Rescale everything from the start of the entries down to the line containing "361 373 L 356", both ends included, by repeating those lines in full, requests included. Multiply each coordinate in the answers by 0.6 and round to whole numbers with halves going up, leaving the numbers in the requests and format samples unchanged.

◇ ◇ ◇

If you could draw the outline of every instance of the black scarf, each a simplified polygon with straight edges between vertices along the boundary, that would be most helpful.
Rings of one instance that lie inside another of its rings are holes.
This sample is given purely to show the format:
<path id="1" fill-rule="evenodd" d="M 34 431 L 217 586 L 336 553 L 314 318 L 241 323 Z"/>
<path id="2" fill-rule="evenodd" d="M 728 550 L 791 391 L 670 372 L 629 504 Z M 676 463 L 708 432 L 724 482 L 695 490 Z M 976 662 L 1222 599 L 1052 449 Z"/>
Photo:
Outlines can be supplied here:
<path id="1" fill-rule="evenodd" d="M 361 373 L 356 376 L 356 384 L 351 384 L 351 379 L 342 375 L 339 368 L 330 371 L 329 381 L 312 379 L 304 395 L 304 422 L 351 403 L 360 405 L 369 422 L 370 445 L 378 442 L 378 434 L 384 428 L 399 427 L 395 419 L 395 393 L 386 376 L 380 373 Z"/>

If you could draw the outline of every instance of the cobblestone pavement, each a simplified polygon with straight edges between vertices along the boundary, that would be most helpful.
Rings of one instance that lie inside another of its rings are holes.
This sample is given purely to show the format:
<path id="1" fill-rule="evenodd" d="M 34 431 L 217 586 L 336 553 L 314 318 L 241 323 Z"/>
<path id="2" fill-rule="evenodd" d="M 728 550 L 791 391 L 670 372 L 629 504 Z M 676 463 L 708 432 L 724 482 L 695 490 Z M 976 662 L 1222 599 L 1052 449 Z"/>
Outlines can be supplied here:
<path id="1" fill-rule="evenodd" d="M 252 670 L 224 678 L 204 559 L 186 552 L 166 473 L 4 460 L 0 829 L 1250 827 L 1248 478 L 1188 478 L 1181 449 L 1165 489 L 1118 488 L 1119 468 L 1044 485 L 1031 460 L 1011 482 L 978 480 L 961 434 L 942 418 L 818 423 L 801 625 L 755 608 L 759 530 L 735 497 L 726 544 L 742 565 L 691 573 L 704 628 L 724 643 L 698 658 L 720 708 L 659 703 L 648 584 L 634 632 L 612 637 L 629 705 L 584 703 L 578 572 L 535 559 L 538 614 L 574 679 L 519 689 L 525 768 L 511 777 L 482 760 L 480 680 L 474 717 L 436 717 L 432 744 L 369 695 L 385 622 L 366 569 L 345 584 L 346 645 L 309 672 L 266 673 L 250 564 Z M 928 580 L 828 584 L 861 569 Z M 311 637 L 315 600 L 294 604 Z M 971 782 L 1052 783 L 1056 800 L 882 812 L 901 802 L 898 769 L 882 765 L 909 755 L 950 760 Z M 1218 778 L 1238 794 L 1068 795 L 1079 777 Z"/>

◇ ◇ ◇

• [ANSWER TO THIS TASK]:
If you could draw the outline of every instance of the black scarf, each a simplified polygon with straight edges between vertices along the boundary, that would be most helpful.
Rings of one instance that lie inside another of its rings are holes.
This sample is given purely to show the format:
<path id="1" fill-rule="evenodd" d="M 34 431 L 217 586 L 336 553 L 314 318 L 241 323 Z"/>
<path id="2" fill-rule="evenodd" d="M 728 550 L 791 391 L 670 372 L 629 504 Z M 676 463 L 708 432 L 724 482 L 695 490 Z M 976 662 L 1222 599 L 1052 449 Z"/>
Photo:
Outlines can be supplied here:
<path id="1" fill-rule="evenodd" d="M 217 224 L 214 226 L 214 230 L 211 230 L 211 227 L 205 225 L 203 221 L 198 223 L 197 229 L 187 227 L 182 237 L 182 253 L 211 242 L 216 243 L 221 253 L 222 267 L 227 265 L 227 260 L 230 257 L 239 256 L 237 251 L 237 236 L 232 226 L 228 224 Z"/>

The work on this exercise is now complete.